> **WORK REQUIRED**
Gather all lines in the entries below that include the word "response".

Top of DATA TO EXAMINE

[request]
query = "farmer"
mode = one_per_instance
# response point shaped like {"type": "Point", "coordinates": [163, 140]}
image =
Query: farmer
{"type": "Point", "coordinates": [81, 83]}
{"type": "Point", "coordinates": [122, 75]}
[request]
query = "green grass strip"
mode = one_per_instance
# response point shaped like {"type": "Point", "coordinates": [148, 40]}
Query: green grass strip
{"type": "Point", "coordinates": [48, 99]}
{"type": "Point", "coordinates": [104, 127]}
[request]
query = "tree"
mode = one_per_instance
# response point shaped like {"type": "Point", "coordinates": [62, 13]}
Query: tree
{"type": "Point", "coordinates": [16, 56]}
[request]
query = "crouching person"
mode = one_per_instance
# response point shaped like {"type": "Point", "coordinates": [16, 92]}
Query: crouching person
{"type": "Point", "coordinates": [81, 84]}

Bottom of DATA TO EXAMINE
Top of DATA TO EXAMINE

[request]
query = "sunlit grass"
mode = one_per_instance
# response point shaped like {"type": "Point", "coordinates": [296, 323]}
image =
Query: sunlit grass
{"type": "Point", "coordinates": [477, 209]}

Bottom of DATA TO EXAMINE
Top of DATA TO EXAMINE

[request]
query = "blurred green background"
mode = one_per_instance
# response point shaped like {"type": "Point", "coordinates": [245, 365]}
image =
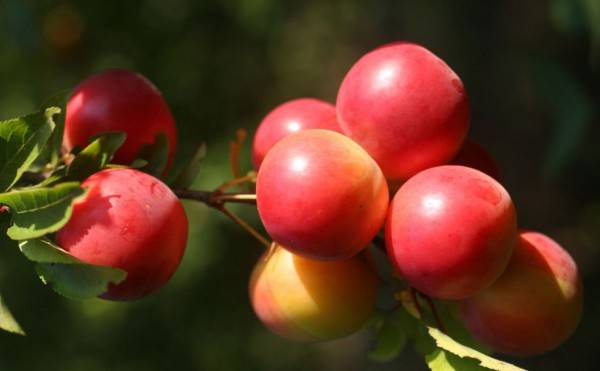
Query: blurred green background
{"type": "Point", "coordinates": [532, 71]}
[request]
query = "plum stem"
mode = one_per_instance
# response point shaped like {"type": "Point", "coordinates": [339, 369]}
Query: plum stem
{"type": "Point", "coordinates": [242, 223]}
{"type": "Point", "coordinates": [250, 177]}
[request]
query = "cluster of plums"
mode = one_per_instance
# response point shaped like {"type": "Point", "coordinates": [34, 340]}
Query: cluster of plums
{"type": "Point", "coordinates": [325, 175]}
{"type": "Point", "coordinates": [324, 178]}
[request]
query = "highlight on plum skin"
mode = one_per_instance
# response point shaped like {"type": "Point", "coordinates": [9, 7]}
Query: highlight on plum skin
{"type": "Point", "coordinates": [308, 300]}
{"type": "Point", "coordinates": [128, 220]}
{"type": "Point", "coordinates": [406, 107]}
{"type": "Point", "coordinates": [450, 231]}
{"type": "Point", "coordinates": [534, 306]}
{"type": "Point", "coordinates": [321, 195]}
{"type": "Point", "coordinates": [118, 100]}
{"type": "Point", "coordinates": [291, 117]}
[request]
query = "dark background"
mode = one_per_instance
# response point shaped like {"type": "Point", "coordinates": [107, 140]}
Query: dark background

Bottom of DATA TO EXAMINE

> **SOLUTION TO THE PROBLEM**
# response point shaped like {"type": "Point", "coordinates": [163, 140]}
# response point shaped like {"type": "Point", "coordinates": [148, 40]}
# response point shaped like {"type": "Point", "coordinates": [62, 13]}
# response point shaped like {"type": "Point", "coordinates": [16, 92]}
# response point shaped like {"type": "Point", "coordinates": [296, 323]}
# response point shaped like {"type": "Point", "coordinates": [245, 365]}
# response point shaped like {"type": "Point", "coordinates": [339, 369]}
# response point shaped like {"type": "Point", "coordinates": [34, 340]}
# response point shaped like {"type": "Point", "coordinates": [9, 7]}
# response point shaped like {"type": "Point", "coordinates": [107, 140]}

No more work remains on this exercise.